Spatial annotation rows
START

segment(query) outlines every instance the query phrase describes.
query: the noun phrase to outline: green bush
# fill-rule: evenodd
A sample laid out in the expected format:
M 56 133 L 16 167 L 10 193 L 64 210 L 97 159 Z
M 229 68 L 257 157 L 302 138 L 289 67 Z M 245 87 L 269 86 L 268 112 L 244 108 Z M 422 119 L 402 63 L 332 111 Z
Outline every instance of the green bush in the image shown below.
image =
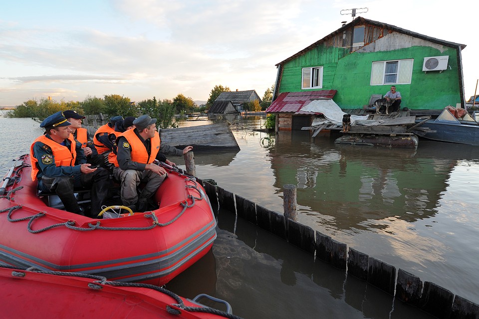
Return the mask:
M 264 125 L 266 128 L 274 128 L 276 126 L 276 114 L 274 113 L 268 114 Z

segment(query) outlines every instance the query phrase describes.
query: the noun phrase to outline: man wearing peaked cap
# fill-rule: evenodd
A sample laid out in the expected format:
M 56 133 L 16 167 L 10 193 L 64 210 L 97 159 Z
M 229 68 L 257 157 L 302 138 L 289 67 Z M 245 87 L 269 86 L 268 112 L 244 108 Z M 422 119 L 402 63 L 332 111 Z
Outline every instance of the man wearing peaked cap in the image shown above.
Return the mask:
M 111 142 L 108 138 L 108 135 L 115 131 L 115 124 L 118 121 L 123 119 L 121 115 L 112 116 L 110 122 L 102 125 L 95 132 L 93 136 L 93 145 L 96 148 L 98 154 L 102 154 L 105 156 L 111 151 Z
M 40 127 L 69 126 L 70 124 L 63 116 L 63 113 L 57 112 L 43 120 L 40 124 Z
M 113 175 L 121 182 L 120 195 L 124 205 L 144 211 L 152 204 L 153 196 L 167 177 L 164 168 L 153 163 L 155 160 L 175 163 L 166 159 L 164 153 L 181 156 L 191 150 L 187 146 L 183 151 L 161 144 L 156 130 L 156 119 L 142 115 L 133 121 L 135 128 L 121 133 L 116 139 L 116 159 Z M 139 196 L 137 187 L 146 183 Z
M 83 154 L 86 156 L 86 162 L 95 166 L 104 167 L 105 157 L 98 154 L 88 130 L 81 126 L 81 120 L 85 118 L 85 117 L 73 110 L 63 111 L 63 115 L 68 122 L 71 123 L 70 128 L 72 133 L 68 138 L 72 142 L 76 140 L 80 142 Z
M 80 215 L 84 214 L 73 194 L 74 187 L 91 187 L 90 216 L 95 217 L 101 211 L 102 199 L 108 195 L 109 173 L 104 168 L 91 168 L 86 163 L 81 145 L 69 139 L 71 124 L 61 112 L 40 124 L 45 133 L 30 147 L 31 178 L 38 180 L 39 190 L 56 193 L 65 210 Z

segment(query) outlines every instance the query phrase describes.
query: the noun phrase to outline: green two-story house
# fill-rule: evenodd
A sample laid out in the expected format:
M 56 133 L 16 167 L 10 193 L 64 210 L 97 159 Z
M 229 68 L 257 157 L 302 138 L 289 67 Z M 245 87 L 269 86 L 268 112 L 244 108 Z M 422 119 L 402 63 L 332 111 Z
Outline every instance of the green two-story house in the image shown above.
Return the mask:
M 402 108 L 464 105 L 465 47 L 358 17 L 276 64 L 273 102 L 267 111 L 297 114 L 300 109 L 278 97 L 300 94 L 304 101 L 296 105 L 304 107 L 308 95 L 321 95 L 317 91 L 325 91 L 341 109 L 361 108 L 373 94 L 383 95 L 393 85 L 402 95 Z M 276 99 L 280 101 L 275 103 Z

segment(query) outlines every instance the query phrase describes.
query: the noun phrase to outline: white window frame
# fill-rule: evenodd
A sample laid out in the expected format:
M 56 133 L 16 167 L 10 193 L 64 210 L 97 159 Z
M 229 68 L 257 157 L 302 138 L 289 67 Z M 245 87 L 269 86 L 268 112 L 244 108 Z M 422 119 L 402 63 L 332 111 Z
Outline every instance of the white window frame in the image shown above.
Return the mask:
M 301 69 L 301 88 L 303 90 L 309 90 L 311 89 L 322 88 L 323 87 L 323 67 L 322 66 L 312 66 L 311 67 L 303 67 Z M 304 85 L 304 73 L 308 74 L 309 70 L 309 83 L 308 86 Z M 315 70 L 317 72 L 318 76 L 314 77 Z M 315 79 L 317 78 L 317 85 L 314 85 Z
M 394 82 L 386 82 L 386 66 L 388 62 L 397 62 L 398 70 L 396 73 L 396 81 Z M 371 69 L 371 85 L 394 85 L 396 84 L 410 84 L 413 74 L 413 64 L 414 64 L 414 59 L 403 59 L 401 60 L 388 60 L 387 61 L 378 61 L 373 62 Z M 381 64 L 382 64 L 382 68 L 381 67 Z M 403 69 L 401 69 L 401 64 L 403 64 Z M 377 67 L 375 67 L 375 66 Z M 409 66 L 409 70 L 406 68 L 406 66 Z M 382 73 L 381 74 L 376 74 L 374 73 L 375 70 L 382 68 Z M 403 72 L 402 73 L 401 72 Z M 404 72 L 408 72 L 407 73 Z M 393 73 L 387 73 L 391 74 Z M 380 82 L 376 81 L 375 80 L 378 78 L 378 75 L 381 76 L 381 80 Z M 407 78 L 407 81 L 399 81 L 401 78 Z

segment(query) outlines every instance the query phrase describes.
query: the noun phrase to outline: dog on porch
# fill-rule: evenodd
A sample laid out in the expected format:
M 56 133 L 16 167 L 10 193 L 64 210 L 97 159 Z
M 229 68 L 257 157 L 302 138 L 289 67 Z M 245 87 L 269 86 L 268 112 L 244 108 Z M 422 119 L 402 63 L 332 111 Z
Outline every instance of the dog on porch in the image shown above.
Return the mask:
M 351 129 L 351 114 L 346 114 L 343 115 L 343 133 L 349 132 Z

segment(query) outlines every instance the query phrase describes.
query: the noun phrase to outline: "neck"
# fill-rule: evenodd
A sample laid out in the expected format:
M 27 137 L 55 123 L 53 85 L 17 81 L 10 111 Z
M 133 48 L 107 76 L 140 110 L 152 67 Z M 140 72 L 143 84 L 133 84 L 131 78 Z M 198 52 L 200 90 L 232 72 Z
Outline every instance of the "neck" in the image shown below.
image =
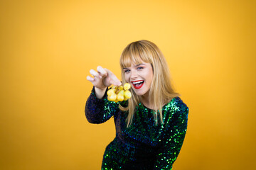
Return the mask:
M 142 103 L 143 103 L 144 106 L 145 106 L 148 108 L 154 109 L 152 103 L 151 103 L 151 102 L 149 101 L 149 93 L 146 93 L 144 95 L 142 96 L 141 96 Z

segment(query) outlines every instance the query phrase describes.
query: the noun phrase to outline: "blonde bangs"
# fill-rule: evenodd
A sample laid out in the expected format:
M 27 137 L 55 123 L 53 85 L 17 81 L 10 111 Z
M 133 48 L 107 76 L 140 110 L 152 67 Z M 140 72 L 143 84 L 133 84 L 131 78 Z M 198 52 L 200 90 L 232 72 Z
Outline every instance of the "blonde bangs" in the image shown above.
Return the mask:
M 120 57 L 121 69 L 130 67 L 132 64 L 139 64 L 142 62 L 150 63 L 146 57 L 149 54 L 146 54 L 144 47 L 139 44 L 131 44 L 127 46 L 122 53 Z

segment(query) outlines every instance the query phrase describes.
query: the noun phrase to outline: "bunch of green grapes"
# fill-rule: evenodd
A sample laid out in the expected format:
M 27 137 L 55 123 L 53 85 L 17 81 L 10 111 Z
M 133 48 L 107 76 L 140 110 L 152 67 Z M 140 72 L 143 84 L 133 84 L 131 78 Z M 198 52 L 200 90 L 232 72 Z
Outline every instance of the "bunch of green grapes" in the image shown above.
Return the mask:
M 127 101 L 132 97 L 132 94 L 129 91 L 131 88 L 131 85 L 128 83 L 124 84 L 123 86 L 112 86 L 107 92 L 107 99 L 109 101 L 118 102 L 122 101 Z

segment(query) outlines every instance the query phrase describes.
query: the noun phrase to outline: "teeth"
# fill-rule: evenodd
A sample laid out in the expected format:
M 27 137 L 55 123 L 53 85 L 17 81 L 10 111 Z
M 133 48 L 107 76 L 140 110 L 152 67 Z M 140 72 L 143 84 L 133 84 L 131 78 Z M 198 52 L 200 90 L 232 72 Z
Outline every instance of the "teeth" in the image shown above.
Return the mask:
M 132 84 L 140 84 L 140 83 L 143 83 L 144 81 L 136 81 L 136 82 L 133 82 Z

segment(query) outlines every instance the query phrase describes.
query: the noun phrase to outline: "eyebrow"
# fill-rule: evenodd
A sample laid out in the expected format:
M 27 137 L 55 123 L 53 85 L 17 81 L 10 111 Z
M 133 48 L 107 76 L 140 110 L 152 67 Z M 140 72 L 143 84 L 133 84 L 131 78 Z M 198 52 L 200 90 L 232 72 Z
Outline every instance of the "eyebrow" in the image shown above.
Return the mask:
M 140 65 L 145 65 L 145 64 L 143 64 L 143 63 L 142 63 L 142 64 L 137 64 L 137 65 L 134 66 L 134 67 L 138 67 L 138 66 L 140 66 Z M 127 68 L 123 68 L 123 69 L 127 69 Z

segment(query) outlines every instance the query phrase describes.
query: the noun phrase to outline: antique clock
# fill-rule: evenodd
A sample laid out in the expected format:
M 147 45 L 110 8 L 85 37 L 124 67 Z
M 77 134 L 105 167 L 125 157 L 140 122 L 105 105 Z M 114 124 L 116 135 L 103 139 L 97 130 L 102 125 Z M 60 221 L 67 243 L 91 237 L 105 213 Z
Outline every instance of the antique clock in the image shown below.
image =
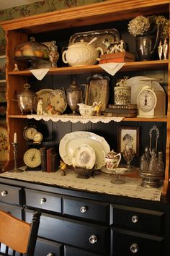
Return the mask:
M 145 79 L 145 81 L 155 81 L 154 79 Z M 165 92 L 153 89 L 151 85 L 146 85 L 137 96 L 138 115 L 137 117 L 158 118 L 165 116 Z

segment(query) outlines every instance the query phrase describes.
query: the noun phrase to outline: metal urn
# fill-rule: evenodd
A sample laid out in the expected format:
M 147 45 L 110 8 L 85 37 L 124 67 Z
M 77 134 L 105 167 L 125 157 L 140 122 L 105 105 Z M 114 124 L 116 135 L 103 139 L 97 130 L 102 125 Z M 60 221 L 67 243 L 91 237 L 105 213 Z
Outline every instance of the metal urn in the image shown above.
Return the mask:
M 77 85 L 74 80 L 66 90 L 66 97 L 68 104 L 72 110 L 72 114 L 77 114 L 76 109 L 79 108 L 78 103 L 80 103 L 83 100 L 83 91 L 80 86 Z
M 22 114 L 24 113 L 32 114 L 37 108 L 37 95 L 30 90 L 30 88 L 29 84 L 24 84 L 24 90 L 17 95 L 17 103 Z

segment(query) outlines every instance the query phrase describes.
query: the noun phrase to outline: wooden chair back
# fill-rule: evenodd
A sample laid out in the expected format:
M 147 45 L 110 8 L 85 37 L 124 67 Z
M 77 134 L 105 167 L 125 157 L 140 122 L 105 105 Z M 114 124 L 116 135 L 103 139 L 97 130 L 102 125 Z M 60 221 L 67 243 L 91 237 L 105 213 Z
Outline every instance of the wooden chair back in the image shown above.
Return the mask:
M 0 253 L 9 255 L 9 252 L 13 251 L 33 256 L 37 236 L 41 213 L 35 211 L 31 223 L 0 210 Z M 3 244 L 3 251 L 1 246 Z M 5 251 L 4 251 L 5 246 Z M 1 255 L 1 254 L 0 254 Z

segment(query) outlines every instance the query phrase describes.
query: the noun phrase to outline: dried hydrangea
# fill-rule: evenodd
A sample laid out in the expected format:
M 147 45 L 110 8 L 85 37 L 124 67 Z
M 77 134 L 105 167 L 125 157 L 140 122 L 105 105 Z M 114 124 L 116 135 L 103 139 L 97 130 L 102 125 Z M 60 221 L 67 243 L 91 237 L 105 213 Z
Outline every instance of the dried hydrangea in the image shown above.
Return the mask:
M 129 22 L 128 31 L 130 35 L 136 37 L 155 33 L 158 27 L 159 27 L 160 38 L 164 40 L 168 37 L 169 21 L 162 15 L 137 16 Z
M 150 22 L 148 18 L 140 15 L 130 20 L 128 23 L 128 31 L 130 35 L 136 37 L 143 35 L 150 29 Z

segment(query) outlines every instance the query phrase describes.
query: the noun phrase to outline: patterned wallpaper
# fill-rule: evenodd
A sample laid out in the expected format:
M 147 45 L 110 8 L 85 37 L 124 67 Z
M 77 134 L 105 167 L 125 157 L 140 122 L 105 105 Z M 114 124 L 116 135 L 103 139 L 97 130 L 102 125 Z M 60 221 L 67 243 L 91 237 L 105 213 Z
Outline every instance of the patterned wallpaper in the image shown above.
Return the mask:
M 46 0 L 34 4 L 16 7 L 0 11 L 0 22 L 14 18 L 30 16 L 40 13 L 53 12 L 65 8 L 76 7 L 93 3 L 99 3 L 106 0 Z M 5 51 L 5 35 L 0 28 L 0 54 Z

END

Given exercise →
Recast the rows above, from the very first line through the line containing "M 264 125 L", as a JSON list of strings with one string per line, omitting blank lines and leaving out the pictures.

Exercise output →
[
  "segment(query) outlines every instance the query phrase describes.",
  "query: the noun phrase to outline: green bush",
  "# fill-rule: evenodd",
  "A sample laid out in the expected format:",
  "M 56 133 L 16 167 L 10 193 L 64 210 L 97 159 Z",
  "M 229 68 L 257 157 L 302 138 L 289 67 Z M 245 87 L 269 86 L 268 112 L 244 108 Z M 422 119 L 402 63 L 332 111 Z",
  "Outline every instance of the green bush in the image shown below.",
  "image =",
  "Return the mask:",
  "M 264 125 L 266 128 L 274 128 L 276 126 L 276 114 L 274 113 L 268 114 Z"
]